§ **Required task**
Turn the data from the line with "Expected: a point inside each instance of the red bangle, one" to the line with "point(57, 184)", both of those lines included, into a JSON list of strings, one string per line. Skip blank lines and leave the pictures out.

════════════════

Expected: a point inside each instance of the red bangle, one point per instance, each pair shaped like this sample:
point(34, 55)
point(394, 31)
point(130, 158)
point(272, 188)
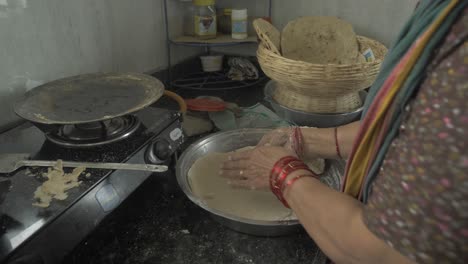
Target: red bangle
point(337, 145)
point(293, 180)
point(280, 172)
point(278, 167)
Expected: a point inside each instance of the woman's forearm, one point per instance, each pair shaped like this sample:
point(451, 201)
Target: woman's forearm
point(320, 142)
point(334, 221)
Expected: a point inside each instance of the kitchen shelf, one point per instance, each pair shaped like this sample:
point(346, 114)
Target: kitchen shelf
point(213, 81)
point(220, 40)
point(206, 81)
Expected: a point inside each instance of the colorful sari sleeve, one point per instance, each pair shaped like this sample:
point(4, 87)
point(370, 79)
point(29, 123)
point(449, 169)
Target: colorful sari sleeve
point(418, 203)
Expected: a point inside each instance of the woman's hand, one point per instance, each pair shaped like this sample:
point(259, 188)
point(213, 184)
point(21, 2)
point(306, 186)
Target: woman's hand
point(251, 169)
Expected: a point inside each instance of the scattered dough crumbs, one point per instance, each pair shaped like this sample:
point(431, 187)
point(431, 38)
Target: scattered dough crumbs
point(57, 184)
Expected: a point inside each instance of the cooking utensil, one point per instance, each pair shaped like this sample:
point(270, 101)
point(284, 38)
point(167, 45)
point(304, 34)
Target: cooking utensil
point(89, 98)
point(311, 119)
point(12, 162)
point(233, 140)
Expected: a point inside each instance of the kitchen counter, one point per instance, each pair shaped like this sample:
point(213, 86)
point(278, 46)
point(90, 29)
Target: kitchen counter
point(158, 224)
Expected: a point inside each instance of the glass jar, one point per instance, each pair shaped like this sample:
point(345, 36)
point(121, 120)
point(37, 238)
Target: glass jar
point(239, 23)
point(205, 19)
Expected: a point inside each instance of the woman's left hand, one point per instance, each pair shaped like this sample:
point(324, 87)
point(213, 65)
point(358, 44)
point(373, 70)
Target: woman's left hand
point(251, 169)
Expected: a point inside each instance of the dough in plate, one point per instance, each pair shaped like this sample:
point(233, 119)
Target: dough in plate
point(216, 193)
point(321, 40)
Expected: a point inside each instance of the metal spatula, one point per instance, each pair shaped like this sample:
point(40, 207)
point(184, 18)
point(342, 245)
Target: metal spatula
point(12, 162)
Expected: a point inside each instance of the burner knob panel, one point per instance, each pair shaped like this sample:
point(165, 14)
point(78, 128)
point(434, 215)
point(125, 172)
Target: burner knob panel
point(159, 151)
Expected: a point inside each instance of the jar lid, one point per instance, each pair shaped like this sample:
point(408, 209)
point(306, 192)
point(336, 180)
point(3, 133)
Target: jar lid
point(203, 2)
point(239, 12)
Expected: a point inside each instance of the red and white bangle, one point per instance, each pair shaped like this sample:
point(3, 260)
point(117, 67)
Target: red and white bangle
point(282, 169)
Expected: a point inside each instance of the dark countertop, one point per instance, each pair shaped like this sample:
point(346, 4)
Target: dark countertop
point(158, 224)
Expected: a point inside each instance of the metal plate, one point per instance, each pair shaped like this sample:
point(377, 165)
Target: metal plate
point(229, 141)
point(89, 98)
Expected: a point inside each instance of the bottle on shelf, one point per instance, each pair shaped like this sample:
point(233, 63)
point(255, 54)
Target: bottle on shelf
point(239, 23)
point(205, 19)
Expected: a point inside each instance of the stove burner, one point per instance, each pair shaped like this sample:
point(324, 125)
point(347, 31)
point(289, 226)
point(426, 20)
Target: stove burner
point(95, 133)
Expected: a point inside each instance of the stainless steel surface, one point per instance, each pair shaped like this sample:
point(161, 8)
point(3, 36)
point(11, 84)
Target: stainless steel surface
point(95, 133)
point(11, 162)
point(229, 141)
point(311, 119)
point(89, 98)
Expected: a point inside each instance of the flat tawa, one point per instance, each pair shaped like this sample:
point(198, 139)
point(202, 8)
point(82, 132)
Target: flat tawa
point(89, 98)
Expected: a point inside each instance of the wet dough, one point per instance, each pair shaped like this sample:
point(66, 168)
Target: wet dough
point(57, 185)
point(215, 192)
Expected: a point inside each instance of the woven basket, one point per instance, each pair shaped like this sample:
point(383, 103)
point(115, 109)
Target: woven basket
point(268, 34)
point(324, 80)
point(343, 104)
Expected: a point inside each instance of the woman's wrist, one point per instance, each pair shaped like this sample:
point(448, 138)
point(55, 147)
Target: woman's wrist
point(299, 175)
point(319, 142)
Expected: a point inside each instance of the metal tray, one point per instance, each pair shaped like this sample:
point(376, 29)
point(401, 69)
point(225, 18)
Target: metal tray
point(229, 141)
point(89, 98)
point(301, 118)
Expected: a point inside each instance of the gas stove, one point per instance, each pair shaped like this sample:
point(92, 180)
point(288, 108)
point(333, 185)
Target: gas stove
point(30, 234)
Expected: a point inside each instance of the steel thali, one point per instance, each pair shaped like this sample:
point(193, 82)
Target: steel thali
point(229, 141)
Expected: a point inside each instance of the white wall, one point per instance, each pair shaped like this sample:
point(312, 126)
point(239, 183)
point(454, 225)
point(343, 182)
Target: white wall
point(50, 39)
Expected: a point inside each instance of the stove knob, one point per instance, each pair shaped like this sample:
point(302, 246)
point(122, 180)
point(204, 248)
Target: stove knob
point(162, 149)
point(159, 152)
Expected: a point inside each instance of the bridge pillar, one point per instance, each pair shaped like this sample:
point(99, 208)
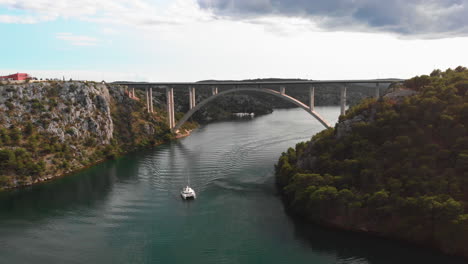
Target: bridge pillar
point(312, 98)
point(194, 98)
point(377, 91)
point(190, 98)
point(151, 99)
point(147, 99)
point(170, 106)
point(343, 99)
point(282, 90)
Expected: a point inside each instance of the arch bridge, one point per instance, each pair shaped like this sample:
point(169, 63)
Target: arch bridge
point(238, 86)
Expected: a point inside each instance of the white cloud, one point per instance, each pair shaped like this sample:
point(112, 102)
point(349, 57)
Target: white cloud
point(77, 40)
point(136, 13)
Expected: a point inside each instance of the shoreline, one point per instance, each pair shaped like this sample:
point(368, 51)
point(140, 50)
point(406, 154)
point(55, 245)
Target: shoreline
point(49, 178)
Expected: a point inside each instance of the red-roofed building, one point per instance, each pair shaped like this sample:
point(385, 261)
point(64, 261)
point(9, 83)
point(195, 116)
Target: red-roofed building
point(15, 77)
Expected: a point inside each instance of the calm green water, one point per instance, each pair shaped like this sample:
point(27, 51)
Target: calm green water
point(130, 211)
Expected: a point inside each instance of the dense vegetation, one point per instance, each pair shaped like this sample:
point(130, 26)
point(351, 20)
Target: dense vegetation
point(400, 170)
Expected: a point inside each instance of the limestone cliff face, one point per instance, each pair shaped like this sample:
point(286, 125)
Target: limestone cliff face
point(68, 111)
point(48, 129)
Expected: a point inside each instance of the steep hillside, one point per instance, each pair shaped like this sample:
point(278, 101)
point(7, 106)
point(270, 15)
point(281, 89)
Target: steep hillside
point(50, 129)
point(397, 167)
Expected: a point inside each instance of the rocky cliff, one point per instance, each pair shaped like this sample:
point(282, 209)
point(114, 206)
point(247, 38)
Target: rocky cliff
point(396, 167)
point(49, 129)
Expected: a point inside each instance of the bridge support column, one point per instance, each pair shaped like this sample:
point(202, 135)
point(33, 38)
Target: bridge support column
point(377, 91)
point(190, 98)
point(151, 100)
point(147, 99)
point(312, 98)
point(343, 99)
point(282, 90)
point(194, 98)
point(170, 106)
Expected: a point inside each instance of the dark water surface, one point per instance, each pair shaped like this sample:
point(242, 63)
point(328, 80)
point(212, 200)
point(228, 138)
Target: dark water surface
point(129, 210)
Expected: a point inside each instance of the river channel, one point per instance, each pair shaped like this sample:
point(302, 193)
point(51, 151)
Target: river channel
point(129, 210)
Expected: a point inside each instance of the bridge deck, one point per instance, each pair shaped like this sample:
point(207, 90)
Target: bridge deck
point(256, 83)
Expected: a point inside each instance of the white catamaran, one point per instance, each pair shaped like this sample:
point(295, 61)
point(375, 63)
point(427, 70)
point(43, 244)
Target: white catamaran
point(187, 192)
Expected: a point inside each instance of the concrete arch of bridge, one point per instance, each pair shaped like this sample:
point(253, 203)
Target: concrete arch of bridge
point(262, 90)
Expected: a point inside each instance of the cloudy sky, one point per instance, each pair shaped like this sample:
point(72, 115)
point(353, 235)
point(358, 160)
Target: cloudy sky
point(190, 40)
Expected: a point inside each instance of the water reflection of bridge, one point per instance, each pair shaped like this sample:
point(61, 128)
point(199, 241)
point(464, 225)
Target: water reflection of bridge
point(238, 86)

════════════════

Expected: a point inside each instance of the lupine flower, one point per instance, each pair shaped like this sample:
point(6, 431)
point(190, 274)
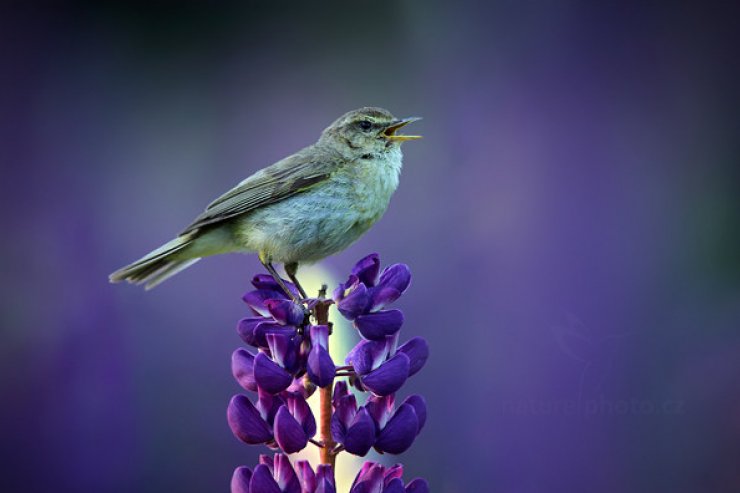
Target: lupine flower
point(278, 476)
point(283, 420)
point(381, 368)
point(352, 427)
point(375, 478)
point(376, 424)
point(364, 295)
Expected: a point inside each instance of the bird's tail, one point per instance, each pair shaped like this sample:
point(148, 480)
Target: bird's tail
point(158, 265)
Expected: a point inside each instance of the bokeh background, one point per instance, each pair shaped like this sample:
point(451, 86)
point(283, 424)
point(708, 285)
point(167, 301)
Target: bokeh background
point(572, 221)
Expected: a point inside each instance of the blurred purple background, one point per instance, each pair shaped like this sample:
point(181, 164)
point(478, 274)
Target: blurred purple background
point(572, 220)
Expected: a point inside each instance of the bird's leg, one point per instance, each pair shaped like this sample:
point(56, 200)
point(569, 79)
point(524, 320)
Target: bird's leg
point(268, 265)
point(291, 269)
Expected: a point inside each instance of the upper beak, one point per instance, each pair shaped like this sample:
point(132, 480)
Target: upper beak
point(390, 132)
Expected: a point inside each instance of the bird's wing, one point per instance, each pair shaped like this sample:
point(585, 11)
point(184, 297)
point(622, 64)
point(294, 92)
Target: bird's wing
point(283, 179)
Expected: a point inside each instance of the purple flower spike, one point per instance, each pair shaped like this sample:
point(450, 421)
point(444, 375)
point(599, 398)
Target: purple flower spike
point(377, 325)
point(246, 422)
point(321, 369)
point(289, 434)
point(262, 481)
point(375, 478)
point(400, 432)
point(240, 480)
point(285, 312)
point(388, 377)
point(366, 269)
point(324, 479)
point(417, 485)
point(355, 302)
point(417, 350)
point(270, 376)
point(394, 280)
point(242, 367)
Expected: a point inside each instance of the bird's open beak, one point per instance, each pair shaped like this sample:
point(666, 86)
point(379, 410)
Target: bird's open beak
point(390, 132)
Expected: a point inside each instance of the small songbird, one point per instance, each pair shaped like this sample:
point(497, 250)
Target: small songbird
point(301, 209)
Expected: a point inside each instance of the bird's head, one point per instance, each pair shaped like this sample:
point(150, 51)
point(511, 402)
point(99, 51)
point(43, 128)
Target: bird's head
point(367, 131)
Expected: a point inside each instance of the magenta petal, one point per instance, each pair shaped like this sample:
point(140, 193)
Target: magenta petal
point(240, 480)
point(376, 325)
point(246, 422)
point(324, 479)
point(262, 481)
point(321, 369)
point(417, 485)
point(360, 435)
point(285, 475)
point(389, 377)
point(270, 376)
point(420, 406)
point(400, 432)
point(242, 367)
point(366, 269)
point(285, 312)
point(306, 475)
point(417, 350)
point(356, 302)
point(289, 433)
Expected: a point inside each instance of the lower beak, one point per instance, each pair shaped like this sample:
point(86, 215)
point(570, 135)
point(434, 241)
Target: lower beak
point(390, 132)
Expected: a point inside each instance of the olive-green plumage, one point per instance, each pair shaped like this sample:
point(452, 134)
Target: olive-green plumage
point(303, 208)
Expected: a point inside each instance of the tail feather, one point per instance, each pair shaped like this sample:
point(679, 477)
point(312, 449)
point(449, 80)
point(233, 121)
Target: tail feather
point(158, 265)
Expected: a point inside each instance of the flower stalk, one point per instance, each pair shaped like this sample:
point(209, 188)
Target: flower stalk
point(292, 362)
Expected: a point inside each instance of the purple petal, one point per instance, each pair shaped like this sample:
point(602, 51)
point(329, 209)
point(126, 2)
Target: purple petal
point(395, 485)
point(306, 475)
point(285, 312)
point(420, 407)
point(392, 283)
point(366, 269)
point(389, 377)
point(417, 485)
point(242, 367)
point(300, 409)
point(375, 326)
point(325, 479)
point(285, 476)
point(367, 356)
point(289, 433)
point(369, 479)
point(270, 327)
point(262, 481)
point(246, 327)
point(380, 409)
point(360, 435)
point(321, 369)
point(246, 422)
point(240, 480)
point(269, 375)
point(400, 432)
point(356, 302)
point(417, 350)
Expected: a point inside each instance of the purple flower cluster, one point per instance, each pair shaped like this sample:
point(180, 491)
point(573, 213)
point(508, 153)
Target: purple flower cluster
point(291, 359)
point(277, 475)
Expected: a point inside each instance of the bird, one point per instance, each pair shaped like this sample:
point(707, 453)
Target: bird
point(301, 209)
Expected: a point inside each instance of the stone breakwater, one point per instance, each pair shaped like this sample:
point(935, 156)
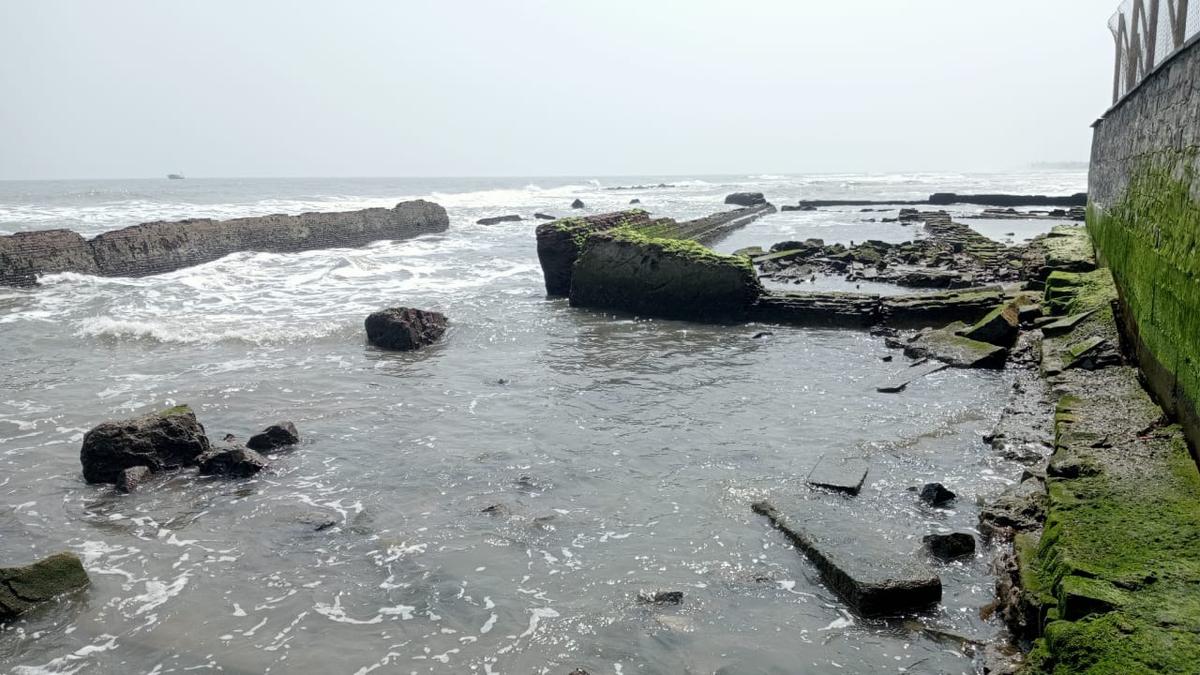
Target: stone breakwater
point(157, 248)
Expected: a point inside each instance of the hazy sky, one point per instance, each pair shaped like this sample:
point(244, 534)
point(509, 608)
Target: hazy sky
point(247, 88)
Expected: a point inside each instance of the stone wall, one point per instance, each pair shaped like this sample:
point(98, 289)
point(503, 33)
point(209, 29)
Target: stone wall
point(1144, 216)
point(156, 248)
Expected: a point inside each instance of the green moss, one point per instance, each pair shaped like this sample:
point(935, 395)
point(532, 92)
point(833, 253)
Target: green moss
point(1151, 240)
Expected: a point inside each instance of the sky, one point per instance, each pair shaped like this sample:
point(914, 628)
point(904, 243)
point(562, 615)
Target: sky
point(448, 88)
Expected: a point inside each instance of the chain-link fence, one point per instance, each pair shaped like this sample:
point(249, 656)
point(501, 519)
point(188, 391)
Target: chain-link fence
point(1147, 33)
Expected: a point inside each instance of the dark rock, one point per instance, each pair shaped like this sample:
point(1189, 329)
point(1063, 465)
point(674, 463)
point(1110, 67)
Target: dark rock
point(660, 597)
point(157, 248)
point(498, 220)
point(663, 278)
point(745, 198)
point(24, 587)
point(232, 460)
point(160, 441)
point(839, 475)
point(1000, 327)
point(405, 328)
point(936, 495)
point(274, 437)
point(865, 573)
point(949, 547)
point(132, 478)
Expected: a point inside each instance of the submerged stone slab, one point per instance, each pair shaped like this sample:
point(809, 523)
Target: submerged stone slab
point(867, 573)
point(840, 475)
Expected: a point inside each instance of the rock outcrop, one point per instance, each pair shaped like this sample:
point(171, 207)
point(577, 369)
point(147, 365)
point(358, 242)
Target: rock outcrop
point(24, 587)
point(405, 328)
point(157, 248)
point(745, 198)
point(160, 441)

════════════════

§ **Full solution**
[
  "Expected: a point inside each instance of the red bangle, one point per instance, each pair shaped like this sample:",
  "point(34, 55)",
  "point(394, 31)",
  "point(130, 158)",
  "point(272, 188)",
  "Target: red bangle",
  "point(337, 145)",
  "point(293, 180)",
  "point(280, 172)",
  "point(278, 167)",
  "Expected: a point inside each instance of the woman's forearm, one point per instance, each pair shaped like this sample:",
  "point(451, 201)",
  "Target: woman's forearm",
  "point(320, 142)",
  "point(334, 221)",
  "Expected: a point inside each instance of the kitchen shelf, one point per instance, each pair shaped like this sample:",
  "point(346, 114)",
  "Target: kitchen shelf",
  "point(213, 81)",
  "point(220, 40)",
  "point(206, 81)",
  "Expected: a point inside each instance of the colorful sari sleeve, one point per instance, each pair shaped like this sample:",
  "point(4, 87)",
  "point(370, 79)",
  "point(29, 123)",
  "point(449, 169)",
  "Target: colorful sari sleeve",
  "point(418, 203)",
  "Expected: a point inside each instance of the woman's hand, one point per instance, each pair shaped like this sample:",
  "point(259, 188)",
  "point(213, 184)",
  "point(21, 2)",
  "point(306, 186)",
  "Target: woman's hand",
  "point(251, 169)",
  "Expected: a point inside each instance of the scattered dough crumbs, one point per instance, each pair shaped like this sample:",
  "point(431, 187)",
  "point(431, 38)",
  "Target: scattered dough crumbs",
  "point(57, 184)"
]